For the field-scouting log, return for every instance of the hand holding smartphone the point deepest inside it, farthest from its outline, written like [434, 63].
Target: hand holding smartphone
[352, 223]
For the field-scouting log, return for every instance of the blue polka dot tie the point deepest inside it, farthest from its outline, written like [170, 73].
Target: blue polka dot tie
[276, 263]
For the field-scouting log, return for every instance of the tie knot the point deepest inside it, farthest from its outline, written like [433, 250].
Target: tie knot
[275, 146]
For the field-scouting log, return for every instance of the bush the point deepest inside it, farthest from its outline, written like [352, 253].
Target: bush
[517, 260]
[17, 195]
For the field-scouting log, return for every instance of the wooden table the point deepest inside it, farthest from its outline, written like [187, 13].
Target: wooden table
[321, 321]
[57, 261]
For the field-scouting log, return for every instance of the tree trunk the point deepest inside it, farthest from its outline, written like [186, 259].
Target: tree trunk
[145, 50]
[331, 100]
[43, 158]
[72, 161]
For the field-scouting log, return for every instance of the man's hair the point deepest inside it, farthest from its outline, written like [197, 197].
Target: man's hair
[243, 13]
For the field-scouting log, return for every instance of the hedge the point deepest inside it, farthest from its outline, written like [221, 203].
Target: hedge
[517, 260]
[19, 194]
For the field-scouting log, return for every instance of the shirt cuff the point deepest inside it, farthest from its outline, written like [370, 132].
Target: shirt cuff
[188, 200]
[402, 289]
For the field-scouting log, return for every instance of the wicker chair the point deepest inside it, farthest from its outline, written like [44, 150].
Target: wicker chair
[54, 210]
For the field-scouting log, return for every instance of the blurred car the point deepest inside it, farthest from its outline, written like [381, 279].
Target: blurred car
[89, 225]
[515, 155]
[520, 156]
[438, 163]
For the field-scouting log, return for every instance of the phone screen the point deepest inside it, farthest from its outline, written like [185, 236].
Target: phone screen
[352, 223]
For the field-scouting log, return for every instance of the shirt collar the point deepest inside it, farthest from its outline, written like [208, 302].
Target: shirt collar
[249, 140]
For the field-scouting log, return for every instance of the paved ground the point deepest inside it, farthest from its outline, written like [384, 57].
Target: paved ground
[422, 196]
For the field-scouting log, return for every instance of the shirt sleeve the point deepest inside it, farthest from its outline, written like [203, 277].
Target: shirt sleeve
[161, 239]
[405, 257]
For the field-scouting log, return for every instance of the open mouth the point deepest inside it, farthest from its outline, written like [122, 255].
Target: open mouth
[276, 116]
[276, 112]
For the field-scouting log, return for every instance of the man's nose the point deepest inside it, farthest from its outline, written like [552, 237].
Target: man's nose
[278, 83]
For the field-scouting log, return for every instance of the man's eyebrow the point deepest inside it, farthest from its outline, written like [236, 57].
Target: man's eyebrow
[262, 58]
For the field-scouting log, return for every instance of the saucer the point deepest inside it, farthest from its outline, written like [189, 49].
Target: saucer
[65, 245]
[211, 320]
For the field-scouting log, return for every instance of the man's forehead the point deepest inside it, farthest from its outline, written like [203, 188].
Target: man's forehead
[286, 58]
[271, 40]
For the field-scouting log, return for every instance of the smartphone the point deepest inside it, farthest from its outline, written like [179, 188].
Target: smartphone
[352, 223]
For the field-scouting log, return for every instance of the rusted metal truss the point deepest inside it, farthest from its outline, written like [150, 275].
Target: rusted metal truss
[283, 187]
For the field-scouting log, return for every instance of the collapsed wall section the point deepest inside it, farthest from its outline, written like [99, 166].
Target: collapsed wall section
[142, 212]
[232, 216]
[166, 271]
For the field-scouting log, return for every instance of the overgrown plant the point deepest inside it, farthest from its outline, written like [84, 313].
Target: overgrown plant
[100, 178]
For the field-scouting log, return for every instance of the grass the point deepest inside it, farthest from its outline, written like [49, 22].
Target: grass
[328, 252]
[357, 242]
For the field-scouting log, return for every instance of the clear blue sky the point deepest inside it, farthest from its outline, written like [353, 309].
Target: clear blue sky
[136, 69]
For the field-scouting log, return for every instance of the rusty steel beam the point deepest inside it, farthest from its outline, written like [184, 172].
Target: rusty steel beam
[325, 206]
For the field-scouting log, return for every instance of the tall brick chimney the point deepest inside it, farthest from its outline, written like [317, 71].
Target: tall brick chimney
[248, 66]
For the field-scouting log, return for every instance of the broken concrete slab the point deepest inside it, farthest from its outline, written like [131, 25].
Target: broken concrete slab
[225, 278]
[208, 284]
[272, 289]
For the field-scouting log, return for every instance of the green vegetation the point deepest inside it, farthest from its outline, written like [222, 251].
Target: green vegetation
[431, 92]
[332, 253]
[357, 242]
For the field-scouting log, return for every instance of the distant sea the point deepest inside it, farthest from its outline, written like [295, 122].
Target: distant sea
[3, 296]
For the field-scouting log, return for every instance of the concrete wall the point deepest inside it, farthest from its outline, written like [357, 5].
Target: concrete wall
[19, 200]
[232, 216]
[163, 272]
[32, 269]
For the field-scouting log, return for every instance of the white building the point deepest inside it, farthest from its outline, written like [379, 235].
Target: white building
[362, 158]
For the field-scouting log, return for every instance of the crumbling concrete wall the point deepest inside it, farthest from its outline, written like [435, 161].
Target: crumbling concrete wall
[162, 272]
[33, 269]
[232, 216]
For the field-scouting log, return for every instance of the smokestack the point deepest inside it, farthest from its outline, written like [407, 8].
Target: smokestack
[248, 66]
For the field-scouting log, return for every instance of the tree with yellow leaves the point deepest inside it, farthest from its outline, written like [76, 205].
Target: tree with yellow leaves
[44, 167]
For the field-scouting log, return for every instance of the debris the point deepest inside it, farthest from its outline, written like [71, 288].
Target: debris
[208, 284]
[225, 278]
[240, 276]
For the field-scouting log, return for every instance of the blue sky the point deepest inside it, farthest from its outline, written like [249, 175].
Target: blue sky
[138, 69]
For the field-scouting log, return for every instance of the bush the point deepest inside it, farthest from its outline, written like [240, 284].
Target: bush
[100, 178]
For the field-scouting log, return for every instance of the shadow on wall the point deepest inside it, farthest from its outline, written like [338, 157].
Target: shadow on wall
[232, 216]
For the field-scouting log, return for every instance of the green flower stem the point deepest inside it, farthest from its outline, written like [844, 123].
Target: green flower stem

= DESCRIPTION OF THE TASK =
Copy the full listing word for word.

= WRITTEN SOLUTION =
For the field-scouting log, return for every instance of the hand holding smartphone the point deepest inside it, farthest from its outline, written like [434, 63].
Target: hand holding smartphone
[352, 223]
For the field-scouting log, return for every instance of the blue polka dot tie the point deepest inside it, farthest from its outline, written like [170, 73].
Target: blue polka dot tie
[276, 263]
For the field-scouting log, return for every instance of the tie knot the point deepest inside it, farthest from its outline, written like [433, 250].
Target: tie knot
[275, 146]
For the field-scouting log, return for every instance of the bush the point deepest inside it, farthest from its outline, written like [352, 253].
Target: bush
[517, 260]
[17, 195]
For the field-scouting log, return for every instance of the wooden table the point deepest inside it, farthest from its outline, written like [187, 13].
Target: wooden table
[321, 321]
[57, 261]
For the field-scouting log, return for every instance of the tree trunk the point deepest inside it, farthest from its outline, written like [186, 259].
Target: tree trunk
[145, 50]
[331, 100]
[43, 158]
[72, 161]
For the field-scouting log, return for every instance of the man's hair the point deepest inside it, farthest from its outline, written like [197, 197].
Target: man's hair
[243, 13]
For the field-scouting log, return for every instance of the hedge the point deepest inside it, farthest from its outline, written like [221, 203].
Target: hedge
[517, 260]
[19, 194]
For the field-scouting log, return for every instance of the shirt cuff the point deepest inside it, farthest from its outline, written like [370, 132].
Target: shirt cuff
[188, 200]
[402, 289]
For the field-scouting log, return for every instance of the wicker chair the point deepest inside it, farthest from its outline, written like [44, 150].
Target: wicker chair
[54, 210]
For the field-scouting log, return for every instance of the blurred car the point deepest inside it, farthest from its outline, written like [381, 279].
Target: blurred car
[89, 225]
[515, 155]
[520, 156]
[438, 163]
For the field-scouting log, return for every instance of the phone screen the point deepest inside it, farthest from its outline, written like [185, 236].
Target: phone screen
[352, 223]
For the field-scouting log, return for every instance of the shirt collar the point deepest inside it, farthest from its outline, written like [208, 302].
Target: shirt collar
[249, 140]
For the field-scouting log, return for every instance of the paved ground the point deepest inside it, farthest from its outline, written like [384, 57].
Target: paved ground
[422, 196]
For the field-scouting log, return for every instance of the shirt sleeve the point deepest inside it, farthest from its outline, written like [203, 277].
Target: shirt sleeve
[161, 239]
[405, 257]
For the field-scouting log, return for every instance of the open mouth the point deepest inside it, farthest from its outline, written like [122, 255].
Target: open mouth
[276, 116]
[276, 112]
For the field-scouting log, return for every instance of the man's nose the point deepest inside it, farthest from its outline, written like [552, 237].
Target: man's nose
[278, 83]
For the field-scouting log, return for every instance of the man's eyebrow the point deepest inside it, farthest from its outline, written like [236, 57].
Target: man's eyebrow
[262, 58]
For the field-scouting log, return for every instance of the saucer the point deepest inside it, farthest from its outline, written like [189, 49].
Target: saucer
[65, 245]
[211, 320]
For the field-scouting log, return for every instance of the man's forehead the point deepest inside it, farthest from its outline, written like [203, 188].
Target: man's forehead
[286, 58]
[271, 40]
For the field-scouting log, return for every instance of the smartphone the point deepest inside it, farthest from its outline, written like [179, 188].
Target: smartphone
[352, 223]
For the field-scouting log, return for every instance of the rusted metal truss the point deepest inside it, farthest from its outline, written like [150, 275].
Target: rusted metal truss
[283, 187]
For the field-scouting log, return for every instance of the collapsed wall section the point deepest inside it, farthest from its outline, written like [99, 166].
Target: collapsed wall section
[142, 212]
[232, 216]
[166, 271]
For the field-scouting log, return for every instance of the overgrown plant the point deepest inside it, farthest from its outline, written like [84, 313].
Target: overgrown plant
[100, 178]
For the field-scouting log, return for every instance of the grass the point deepest inside it, farthest from its outline, written like [49, 22].
Target: grass
[328, 252]
[357, 242]
For the field-scouting log, return for every instance of the clear blue sky the point deepest inside it, farthest from its outline, written like [353, 309].
Target: clear blue sky
[136, 69]
For the field-scouting log, return for every instance of the rusty steel beam the point deepest inside it, farthest from its outline, written like [184, 172].
Target: rusty steel beam
[325, 206]
For the field-scouting log, return for every instance of the tall brick chimney the point deepest inside it, farthest from its outline, written like [317, 71].
Target: tall brick chimney
[248, 66]
For the field-scouting log, return for every instance of the broken concrete slab the point deepest inside it, farthest from its outline, written like [131, 25].
Target: broken concrete slab
[225, 278]
[208, 284]
[272, 289]
For the field-scouting log, return for every instance of the green vegetation the point deepest inside it, farthest from its outline, written like [222, 251].
Target: green vegetation
[431, 92]
[332, 253]
[357, 242]
For the field-scouting log, return for every instance of the distant sea the point deepest inside it, farthest from its outline, written like [295, 122].
Target: distant sea
[3, 296]
For the field-scouting log, return for every instance of the concrete wall the point deepest inside it, farthest from its outline, written like [357, 5].
Target: concrete wall
[19, 200]
[232, 216]
[163, 272]
[32, 269]
For the field-scouting log, return for every instance of the white building the point deepest inside it, farthest from its outline, written like [379, 235].
Target: white building
[362, 158]
For the field-scouting log, return for every instance of the crumbling concrete wall the point deepest inside it, farthest from its outline, written like [435, 161].
Target: crumbling concrete wall
[162, 272]
[33, 269]
[232, 216]
For the field-scouting log, return for every instance of the smokestack the point deepest inside it, farthest from its outline, written like [407, 8].
Target: smokestack
[248, 66]
For the field-scouting log, return for every instance of the tree with yellow leaves the point deepest inside it, farthest from its outline, written like [76, 205].
Target: tree with yellow leaves
[44, 167]
For the field-scouting log, return for every instance of the debris the point deepest inside it, farthest from its outline, written like [71, 288].
Target: debris
[208, 284]
[225, 278]
[240, 276]
For the field-scouting log, return for every instance of the blue sky the point deepest inside it, farthest from its outline, written like [249, 175].
Target: blue sky
[138, 69]
For the field-scouting log, return for every instance of the bush the point deepest inside it, farthest from its outline, written like [240, 284].
Target: bush
[100, 178]
For the field-scouting log, return for every instance of the shadow on wall the point deepest inside it, farthest from its outline, written like [338, 157].
Target: shadow on wall
[232, 216]
For the field-scouting log, return for every instance of the green flower stem the point deepest inside it, farthest from its outline, written like [844, 123].
Target: green flower stem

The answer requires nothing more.